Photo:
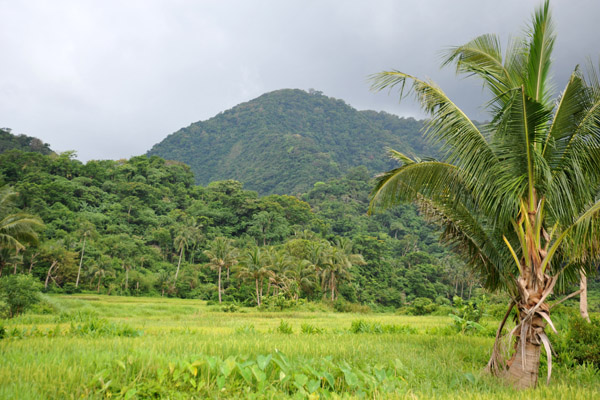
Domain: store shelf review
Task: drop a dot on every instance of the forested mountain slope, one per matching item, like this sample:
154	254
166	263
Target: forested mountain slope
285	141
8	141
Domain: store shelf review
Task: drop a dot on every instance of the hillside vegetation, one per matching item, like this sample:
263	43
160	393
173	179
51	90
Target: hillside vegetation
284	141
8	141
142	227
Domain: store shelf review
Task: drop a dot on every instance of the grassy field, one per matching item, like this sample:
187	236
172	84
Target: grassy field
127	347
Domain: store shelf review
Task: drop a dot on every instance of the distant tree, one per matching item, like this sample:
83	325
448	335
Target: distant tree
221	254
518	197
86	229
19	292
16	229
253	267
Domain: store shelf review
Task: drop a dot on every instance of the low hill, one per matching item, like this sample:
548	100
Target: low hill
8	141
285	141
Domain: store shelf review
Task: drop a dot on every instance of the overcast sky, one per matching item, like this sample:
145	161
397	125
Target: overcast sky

━━━

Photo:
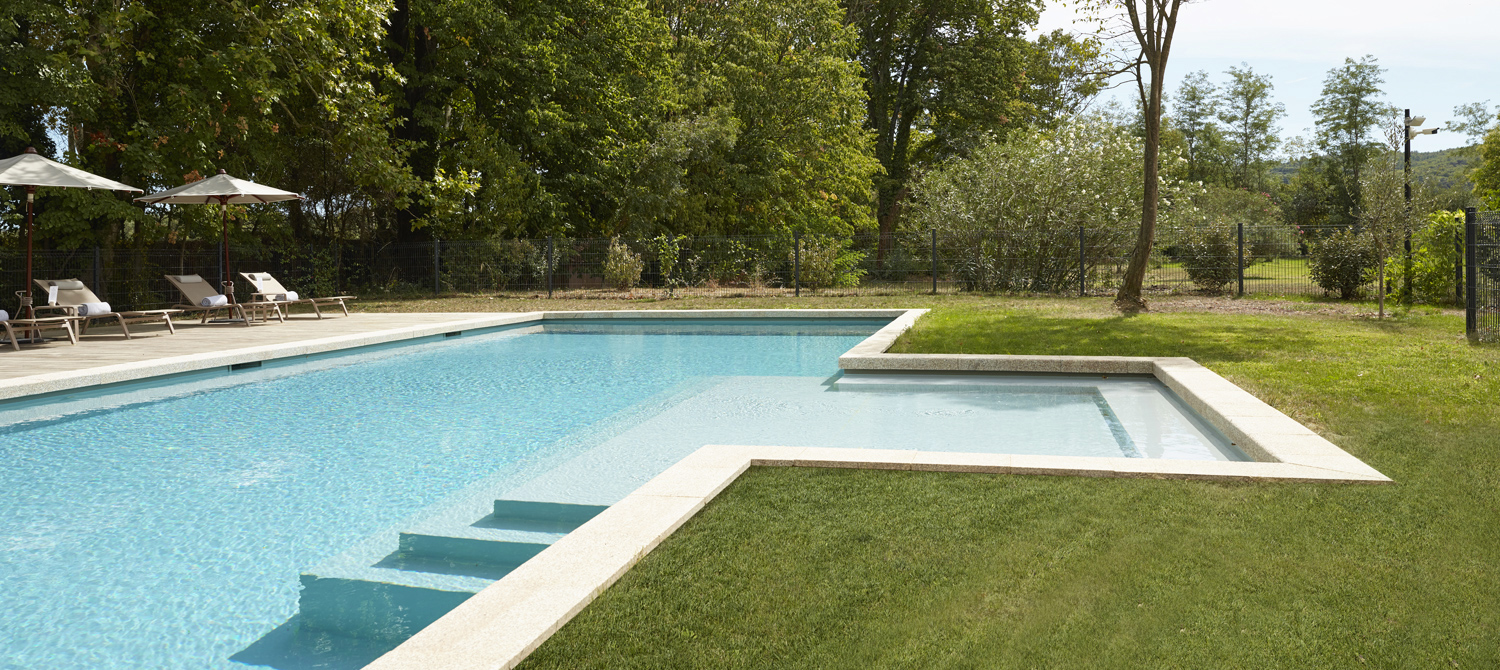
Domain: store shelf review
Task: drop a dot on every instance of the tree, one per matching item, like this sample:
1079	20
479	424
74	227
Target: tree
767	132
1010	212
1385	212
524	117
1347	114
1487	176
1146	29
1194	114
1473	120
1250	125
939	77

━━━

DIRECTION >> Please pick out every line in the rows above that contains the string "overcast", matching case exactly, and copy each one.

REPLY >>
Task: drop a dot on every instance of the overcast sky, one per matching item, like this sample:
Target: overcast sky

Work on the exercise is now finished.